#### [Document excerpt]
North Korea Is Only a Threat if the U.S. Keeps Provoking Kim Jong-un

North Korea has a long history of making bellicose threats that defy global norms. So does that mean the country's leaders are irrational, and will act irrationally?
People watch a news report on North Korea's first hydrogen bomb test at a railroad station in Seoul on January 6, 2016. (JUNG YEON-JE/AFP/Getty Images)

North Korea has a long history of making bellicose threats that defy global norms. So does that mean the country’s leaders are irrational, and will act irrationally?

In 1994, the North Korea threatened to turn neighboring Seoul into a “sea of fire.” When President George W. Bush deemed the Hermit Kingdom part of the “axis of evil” in 2002, Pyongyang claimed it would “mercilessly wipe out the aggressors.” And after the UN sanctioned North Korea for conducting a nuclear missile test in 2013, the country responded with a lengthy statement that included the line:Time has come to stage a do-or-die final battle.”

#### [Short problem A]
In the records, swap "arched niche" for "recessed alcove" in the lines starting at the line containing "In the picture above, where can the arched" and ending at the end of the records. Write those lines out again, changing nothing else.
The text and the records have nothing to do with each other.

#### [Input rows]
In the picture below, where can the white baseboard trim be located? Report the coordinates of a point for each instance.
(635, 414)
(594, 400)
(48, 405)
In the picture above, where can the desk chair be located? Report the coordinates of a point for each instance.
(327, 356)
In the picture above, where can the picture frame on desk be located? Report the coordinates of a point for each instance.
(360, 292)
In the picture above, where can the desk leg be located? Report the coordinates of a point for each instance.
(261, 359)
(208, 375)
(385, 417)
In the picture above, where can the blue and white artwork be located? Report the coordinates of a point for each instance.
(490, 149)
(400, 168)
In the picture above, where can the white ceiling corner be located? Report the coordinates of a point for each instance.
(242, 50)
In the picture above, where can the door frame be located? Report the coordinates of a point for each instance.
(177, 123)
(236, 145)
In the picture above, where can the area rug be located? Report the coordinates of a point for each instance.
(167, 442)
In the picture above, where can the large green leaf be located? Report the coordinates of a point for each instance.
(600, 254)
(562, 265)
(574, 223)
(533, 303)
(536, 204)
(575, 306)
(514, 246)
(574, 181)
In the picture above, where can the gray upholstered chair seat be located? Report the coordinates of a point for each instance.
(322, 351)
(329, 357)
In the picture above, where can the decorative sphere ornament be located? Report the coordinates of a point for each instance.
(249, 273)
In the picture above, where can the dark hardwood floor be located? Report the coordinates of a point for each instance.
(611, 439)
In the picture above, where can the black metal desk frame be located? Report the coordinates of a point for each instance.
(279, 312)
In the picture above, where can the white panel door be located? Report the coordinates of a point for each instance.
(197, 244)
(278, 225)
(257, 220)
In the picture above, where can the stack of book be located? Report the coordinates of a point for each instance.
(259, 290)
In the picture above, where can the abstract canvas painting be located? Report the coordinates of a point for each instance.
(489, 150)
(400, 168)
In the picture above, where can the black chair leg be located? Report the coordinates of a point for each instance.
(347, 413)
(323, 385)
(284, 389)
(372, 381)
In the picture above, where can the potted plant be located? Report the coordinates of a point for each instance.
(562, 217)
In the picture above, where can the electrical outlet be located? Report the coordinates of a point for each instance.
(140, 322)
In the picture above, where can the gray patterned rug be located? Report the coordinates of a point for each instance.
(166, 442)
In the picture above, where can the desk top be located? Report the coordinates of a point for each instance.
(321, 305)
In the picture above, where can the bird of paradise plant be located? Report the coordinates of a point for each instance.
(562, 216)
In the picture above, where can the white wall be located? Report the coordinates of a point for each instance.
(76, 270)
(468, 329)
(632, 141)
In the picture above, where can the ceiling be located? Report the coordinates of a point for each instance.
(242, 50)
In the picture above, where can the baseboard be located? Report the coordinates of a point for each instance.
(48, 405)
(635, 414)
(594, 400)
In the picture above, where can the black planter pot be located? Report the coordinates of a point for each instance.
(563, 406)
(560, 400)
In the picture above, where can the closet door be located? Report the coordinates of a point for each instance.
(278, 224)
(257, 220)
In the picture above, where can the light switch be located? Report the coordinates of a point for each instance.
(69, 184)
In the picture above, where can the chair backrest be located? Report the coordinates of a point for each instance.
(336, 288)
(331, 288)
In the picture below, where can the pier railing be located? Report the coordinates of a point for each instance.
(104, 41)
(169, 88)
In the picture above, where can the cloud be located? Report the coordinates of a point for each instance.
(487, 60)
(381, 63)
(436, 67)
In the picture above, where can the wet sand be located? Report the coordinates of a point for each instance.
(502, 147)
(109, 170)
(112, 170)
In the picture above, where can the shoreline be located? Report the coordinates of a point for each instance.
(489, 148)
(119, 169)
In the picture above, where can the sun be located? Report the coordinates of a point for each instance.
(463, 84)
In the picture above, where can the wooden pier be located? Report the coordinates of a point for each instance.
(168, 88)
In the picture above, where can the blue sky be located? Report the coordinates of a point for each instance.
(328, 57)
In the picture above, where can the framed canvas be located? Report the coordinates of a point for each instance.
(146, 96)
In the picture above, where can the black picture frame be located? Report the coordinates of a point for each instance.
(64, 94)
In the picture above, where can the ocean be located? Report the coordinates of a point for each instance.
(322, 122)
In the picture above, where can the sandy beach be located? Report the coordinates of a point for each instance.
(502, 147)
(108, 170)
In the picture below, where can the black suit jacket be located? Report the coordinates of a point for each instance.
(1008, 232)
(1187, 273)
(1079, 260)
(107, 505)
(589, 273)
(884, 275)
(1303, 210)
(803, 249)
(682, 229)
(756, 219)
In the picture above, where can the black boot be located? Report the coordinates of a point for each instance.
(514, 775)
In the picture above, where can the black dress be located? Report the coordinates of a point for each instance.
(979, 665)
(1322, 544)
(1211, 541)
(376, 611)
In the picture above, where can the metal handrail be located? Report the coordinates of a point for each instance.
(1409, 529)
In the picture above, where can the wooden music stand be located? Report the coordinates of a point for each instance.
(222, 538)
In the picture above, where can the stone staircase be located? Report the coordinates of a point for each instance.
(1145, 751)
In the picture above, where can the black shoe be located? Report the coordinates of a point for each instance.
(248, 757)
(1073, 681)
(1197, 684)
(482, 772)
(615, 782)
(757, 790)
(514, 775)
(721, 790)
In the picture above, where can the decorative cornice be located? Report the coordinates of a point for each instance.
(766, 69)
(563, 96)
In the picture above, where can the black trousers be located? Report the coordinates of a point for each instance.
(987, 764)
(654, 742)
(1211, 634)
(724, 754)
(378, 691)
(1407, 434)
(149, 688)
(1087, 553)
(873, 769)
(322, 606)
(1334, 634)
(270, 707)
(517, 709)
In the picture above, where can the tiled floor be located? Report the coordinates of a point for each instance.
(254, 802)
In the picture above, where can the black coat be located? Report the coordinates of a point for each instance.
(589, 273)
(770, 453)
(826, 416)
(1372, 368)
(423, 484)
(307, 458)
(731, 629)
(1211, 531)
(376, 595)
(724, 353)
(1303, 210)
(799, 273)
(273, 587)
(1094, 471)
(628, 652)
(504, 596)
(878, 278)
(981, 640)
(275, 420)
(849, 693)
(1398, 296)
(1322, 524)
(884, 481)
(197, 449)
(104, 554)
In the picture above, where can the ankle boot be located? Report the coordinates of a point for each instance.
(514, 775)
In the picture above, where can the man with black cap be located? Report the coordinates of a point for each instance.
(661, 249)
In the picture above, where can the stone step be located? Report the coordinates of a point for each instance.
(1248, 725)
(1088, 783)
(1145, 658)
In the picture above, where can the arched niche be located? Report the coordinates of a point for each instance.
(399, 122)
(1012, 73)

#### [Short problem B]
Quote the North Korea article word for word, starting at "North Korea Is" and ending at "(JUNG YEON-JE/AFP/Getty Images)".

#### [Answer A]
In the picture above, where can the recessed alcove be located? Report the coordinates of a point for each instance.
(399, 122)
(1012, 73)

#### [Answer B]
North Korea Is Only a Threat if the U.S. Keeps Provoking Kim Jong-un

North Korea has a long history of making bellicose threats that defy global norms. So does that mean the country's leaders are irrational, and will act irrationally?
People watch a news report on North Korea's first hydrogen bomb test at a railroad station in Seoul on January 6, 2016. (JUNG YEON-JE/AFP/Getty Images)